Directive | In the mailing-list post on hash abstraction, which header file has to be pulled into cache.h?

Re: [RFC PATCH 0/6] Hash Abstraction

Stefan Beller <sbeller@xxxxxxxxxx> · Mon, 21 Aug 2017 13:48:05 -0700

On Sun, Aug 20, 2017 at 5:00 PM, brian m. carlson
<sandals@xxxxxxxxxxxxxxxxxxxx> wrote:
> = Overview
>
> This is an RFC series proposing a basic abstraction for hash functions.
>
> As we get closer to converting the remainder of the codebase to use
> struct object_id, we should think about the design we want our hash
> function abstraction to take.  This series is a proposal for one idea to
> start discussion.  Input on any aspect of this proposal is welcome.
>
> This series exposes a struct git_hash_algo that contains basic
> information about a given hash algorithm that distinguishes it from
> other algorithms: name, lengths, implementing functions, and empty tree
> and blob constants.  It also exposes an array of hash algorithms, and a
> constant for indexing them.
>
> The series also demonstrates a simple conversion using the abstraction
> over empty blob and tree values.
>
> In order to avoid conflicting with the struct repository work and with
> the goal of avoiding global variables as much as possible, I've pushed
> the hash algorithm into struct repository and exposed it via a #define.
> This necessitiates pulling repository.h into cache.h, which I don't
> think is fatal.  Doing that, in turn, necessitated some work on the
> Subversion code to avoid conflicts.
>
> It should be fine for Junio to pick up the first two patches from this
> series, as they're relatively independent and valuable without the rest
> of the series.  The rest should not be applied immediately, although
> they do pass the testsuite.
>
> I proposed this series now as it will inform the way we go about
> converting other parts of the codebase, especially some of the pack
> algorithms.  Because we share some hash computation code between pack
> checksums and object hashing, we need to decide whether to expose pack
> checksums as struct object_id, even though they are technically not
> object IDs.  Furthermore, if we end up needing to stuff an algorithm
> value into struct object_id, we'll no longer be able to directly
> reference object IDs in a pack without a copy.

Data supplied |
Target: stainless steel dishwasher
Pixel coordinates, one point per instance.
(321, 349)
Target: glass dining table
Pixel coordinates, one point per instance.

Worked solution | repository.h